» PAGE TEXT:
(begin)

In this episode we talk about cloud file systems, the challenges to build a file service solution for the cloud, most common use cases and Elastifile’s product design and implementation.

We also talk take this opportunity to talk about a new automated tiering feature introduced by Elastifile with version 3 of its product.

Enjoy the listen!

For this episode I also added a complete transcript to this blog.

Enrico: Ciao everybody and welcome to, Data Driven Talk, the podcast about data and data storage. I’m your host Enrico Signoretti and today we will talk about file services on the cloud. Sharefile system to be more specific. My guest for this episode is Jerome McFarland, VP of marketing at Elastifile. Hi Jerome, thank you for joining us today.
Jerome: Hi Enrico, thanks a lot for having me.
Enrico: So, we are recording this episode on the 15th of October and I know that you have a nice news for tomorrow, I think. Right?
Jerome: Yeah, that’s correct.
Enrico: Maybe we will talk about it later at the end of the show. Also, because this one will go online later this week. Let’s start with the topic of the day. I mentioned the cloud file service meaning the file system, NFS shared services and so on. It looks likes this kind of services are a little bit of challenge for cloud providers. If I look at the history of service providers like Amazon, for example. They start with 3 and then they added femoral storage with DC2 block storage later. It’s a EFS file system, the NSF shared volumes are now available but actually they come very late in the game also they don’t look as mature as the other services, so that leaves the question, is really file services in the cloud important today?
Jerome: Definitely, we see file services as being critically important to help enable enterprises to leverage all the benefits of the cloud. I think what happened historically is as the cloud begins to emerge and the benefits and values that the cloud could offer became clear, people were initially thinking that object storage was going to be the default standard for the cloud but as it turns out, most of the applications that the enterprises leverage are written for file systems and so what you’ve seen is a growing focus and importance on delivering the proper type of file storage in the cloud to help enable those enterprise applications that really require that type of a data interface.
Enrico: So you’re meaning somehow that with more organizations delivering application to the cloud, there is a need of traditional ways to access data because this is the way we are doing this in on-premises installations, right? So they are migrating workloads somehow and they want to do the same things that they had in data [inaudible 00:02:46] centers.

(end)

» MATERIAL:
(begin)

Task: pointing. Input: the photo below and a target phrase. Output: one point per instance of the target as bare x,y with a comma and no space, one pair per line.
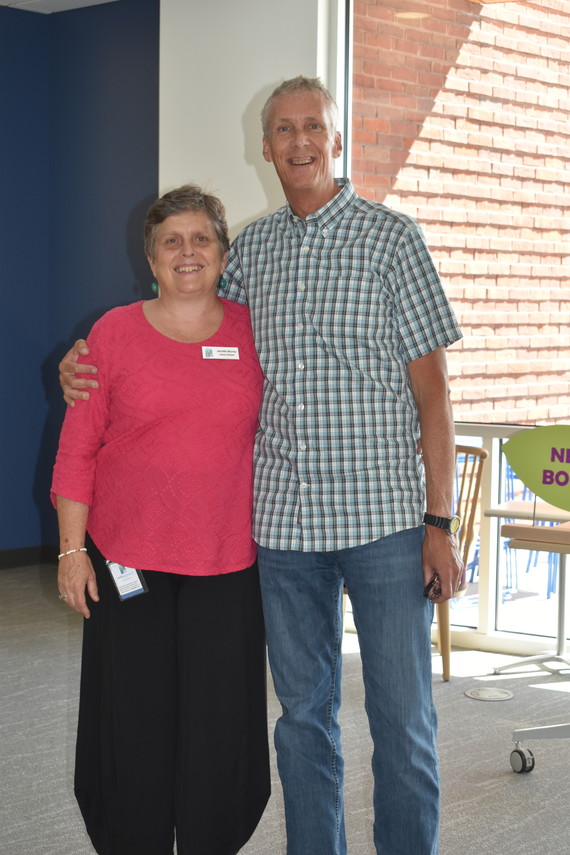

(end)

» TO BE DONE:
1. Retype the stretch of the podcast transcript from "We also talk" through "I think. Right?".
2. According to the podcast transcript, why does Jerome consider file services critically important in the cloud? Answer in one to three sentences.
Work only from the podcast transcript.

» SOLUTIONS TO THE EXERCISE:
1.
We also talk take this opportunity to talk about a new automated tiering feature introduced by Elastifile with version 3 of its product.

Enjoy the listen!

For this episode I also added a complete transcript to this blog.

Enrico: Ciao everybody and welcome to, Data Driven Talk, the podcast about data and data storage. I’m your host Enrico Signoretti and today we will talk about file services on the cloud. Sharefile system to be more specific. My guest for this episode is Jerome McFarland, VP of marketing at Elastifile. Hi Jerome, thank you for joining us today.
Jerome: Hi Enrico, thanks a lot for having me.
Enrico: So, we are recording this episode on the 15th of October and I know that you have a nice news for tomorrow, I think. Right?

2. Most of the applications that enterprises use are written for file systems, so they need proper file storage in the cloud to run. People first thought object storage would become the default standard for the cloud, but that turned out not to fit these applications.